EXERCISE PROMPT: Pick out every row below that contains the word "steel", and copy each such line in full.

INPUT RECORDS:

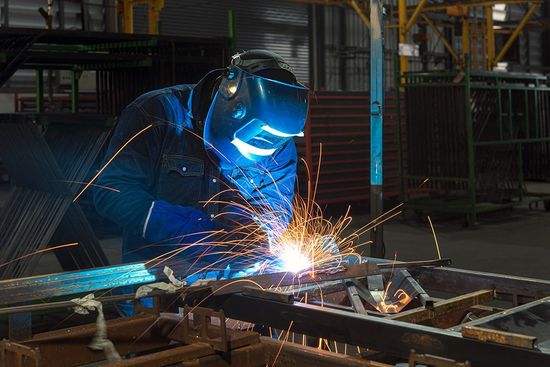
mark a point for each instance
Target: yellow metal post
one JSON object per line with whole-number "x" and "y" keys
{"x": 490, "y": 37}
{"x": 128, "y": 14}
{"x": 402, "y": 9}
{"x": 360, "y": 12}
{"x": 442, "y": 38}
{"x": 415, "y": 15}
{"x": 516, "y": 33}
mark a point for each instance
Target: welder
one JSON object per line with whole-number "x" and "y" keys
{"x": 231, "y": 132}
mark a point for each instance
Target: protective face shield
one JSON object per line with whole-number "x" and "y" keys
{"x": 251, "y": 117}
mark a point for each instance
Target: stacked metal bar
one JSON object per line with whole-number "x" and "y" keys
{"x": 46, "y": 179}
{"x": 174, "y": 61}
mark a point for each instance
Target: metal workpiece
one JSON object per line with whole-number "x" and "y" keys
{"x": 394, "y": 337}
{"x": 324, "y": 308}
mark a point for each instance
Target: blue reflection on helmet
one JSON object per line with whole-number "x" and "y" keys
{"x": 251, "y": 117}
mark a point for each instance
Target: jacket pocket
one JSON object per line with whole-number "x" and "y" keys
{"x": 181, "y": 179}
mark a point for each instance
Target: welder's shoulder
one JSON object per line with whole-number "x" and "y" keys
{"x": 161, "y": 103}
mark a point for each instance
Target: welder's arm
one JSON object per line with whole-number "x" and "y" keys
{"x": 123, "y": 191}
{"x": 276, "y": 191}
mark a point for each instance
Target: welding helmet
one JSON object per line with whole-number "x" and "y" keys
{"x": 258, "y": 107}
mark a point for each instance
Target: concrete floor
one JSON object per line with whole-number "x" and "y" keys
{"x": 514, "y": 242}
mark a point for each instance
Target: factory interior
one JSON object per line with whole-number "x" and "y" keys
{"x": 332, "y": 183}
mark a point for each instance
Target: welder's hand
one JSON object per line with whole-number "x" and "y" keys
{"x": 329, "y": 245}
{"x": 167, "y": 222}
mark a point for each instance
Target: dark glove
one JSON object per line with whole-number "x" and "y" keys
{"x": 175, "y": 223}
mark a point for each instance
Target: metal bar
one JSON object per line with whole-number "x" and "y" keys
{"x": 376, "y": 123}
{"x": 516, "y": 32}
{"x": 360, "y": 12}
{"x": 74, "y": 90}
{"x": 231, "y": 31}
{"x": 419, "y": 8}
{"x": 465, "y": 39}
{"x": 463, "y": 281}
{"x": 302, "y": 355}
{"x": 68, "y": 347}
{"x": 86, "y": 281}
{"x": 472, "y": 219}
{"x": 445, "y": 307}
{"x": 39, "y": 91}
{"x": 442, "y": 38}
{"x": 402, "y": 12}
{"x": 500, "y": 337}
{"x": 413, "y": 264}
{"x": 475, "y": 3}
{"x": 354, "y": 298}
{"x": 167, "y": 357}
{"x": 6, "y": 9}
{"x": 364, "y": 330}
{"x": 128, "y": 14}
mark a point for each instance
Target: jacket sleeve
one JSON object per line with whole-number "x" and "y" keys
{"x": 269, "y": 189}
{"x": 123, "y": 191}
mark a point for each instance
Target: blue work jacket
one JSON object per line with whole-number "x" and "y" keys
{"x": 168, "y": 161}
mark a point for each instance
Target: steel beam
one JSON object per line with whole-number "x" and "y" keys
{"x": 290, "y": 355}
{"x": 443, "y": 308}
{"x": 442, "y": 38}
{"x": 363, "y": 330}
{"x": 86, "y": 281}
{"x": 516, "y": 33}
{"x": 465, "y": 281}
{"x": 475, "y": 3}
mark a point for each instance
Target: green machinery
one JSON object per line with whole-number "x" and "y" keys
{"x": 475, "y": 142}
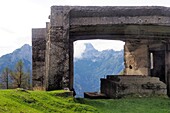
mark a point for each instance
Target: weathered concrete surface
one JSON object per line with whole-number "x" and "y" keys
{"x": 136, "y": 58}
{"x": 140, "y": 28}
{"x": 120, "y": 86}
{"x": 38, "y": 59}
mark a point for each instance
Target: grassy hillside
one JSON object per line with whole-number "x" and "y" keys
{"x": 130, "y": 105}
{"x": 17, "y": 101}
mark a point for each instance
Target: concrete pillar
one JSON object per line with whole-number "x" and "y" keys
{"x": 168, "y": 68}
{"x": 38, "y": 59}
{"x": 58, "y": 49}
{"x": 136, "y": 57}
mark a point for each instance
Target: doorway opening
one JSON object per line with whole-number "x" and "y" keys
{"x": 94, "y": 59}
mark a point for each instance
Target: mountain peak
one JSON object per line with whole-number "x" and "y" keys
{"x": 89, "y": 47}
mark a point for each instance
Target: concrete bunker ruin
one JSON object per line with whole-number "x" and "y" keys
{"x": 145, "y": 31}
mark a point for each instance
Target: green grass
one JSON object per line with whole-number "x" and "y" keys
{"x": 130, "y": 105}
{"x": 17, "y": 101}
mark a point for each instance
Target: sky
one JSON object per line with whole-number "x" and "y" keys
{"x": 18, "y": 17}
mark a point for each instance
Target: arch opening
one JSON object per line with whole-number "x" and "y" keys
{"x": 93, "y": 60}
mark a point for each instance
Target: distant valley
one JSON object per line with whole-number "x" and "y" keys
{"x": 88, "y": 70}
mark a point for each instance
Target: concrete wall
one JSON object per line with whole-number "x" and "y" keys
{"x": 120, "y": 86}
{"x": 38, "y": 59}
{"x": 134, "y": 25}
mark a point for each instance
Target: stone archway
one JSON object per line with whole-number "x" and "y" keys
{"x": 139, "y": 27}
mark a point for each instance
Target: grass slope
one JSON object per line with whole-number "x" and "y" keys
{"x": 130, "y": 105}
{"x": 17, "y": 101}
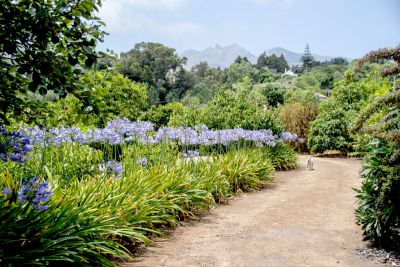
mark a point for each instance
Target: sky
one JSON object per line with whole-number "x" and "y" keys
{"x": 346, "y": 28}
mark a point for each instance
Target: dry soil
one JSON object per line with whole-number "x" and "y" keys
{"x": 306, "y": 218}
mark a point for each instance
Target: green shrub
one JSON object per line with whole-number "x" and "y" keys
{"x": 160, "y": 115}
{"x": 378, "y": 208}
{"x": 282, "y": 157}
{"x": 246, "y": 170}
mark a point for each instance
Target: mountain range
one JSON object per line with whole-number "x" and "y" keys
{"x": 219, "y": 56}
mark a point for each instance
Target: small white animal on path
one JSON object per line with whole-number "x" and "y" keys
{"x": 310, "y": 163}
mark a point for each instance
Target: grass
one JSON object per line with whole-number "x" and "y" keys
{"x": 94, "y": 217}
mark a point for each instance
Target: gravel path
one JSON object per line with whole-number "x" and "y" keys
{"x": 305, "y": 219}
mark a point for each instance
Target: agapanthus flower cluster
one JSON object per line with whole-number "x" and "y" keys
{"x": 116, "y": 132}
{"x": 13, "y": 146}
{"x": 122, "y": 131}
{"x": 111, "y": 167}
{"x": 142, "y": 161}
{"x": 34, "y": 191}
{"x": 191, "y": 154}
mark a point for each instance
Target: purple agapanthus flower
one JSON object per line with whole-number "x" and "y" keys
{"x": 38, "y": 193}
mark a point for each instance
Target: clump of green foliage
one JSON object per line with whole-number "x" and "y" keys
{"x": 331, "y": 128}
{"x": 378, "y": 210}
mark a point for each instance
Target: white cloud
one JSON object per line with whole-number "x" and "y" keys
{"x": 122, "y": 16}
{"x": 287, "y": 3}
{"x": 159, "y": 4}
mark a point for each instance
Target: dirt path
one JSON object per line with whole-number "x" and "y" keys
{"x": 305, "y": 219}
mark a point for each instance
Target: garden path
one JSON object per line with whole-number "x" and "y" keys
{"x": 306, "y": 218}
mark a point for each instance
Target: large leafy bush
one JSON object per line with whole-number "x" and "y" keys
{"x": 378, "y": 209}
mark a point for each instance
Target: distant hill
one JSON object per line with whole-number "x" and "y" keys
{"x": 293, "y": 58}
{"x": 219, "y": 56}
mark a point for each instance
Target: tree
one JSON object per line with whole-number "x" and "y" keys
{"x": 115, "y": 96}
{"x": 378, "y": 210}
{"x": 307, "y": 58}
{"x": 149, "y": 63}
{"x": 45, "y": 46}
{"x": 181, "y": 81}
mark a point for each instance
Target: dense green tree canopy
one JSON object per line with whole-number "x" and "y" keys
{"x": 44, "y": 46}
{"x": 149, "y": 63}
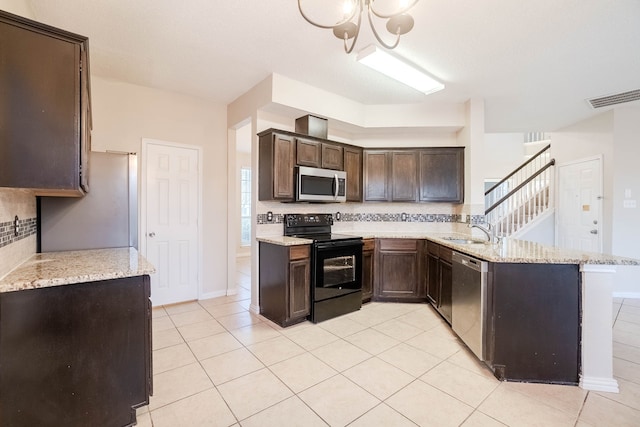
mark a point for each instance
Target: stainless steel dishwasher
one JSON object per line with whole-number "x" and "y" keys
{"x": 468, "y": 298}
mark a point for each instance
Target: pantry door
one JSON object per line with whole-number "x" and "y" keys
{"x": 579, "y": 212}
{"x": 170, "y": 216}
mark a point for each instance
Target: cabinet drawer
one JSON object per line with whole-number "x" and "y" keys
{"x": 299, "y": 252}
{"x": 368, "y": 244}
{"x": 433, "y": 249}
{"x": 445, "y": 254}
{"x": 398, "y": 245}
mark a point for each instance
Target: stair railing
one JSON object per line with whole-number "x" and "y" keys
{"x": 522, "y": 195}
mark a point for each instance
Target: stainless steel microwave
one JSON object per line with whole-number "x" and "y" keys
{"x": 320, "y": 185}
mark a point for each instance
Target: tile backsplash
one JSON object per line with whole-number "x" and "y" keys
{"x": 16, "y": 249}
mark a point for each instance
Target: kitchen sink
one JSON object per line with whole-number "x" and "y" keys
{"x": 463, "y": 241}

OUTPUT OF THE TASK:
Target: steel beam
Target: stainless steel dishwasher
Target: stainless steel microwave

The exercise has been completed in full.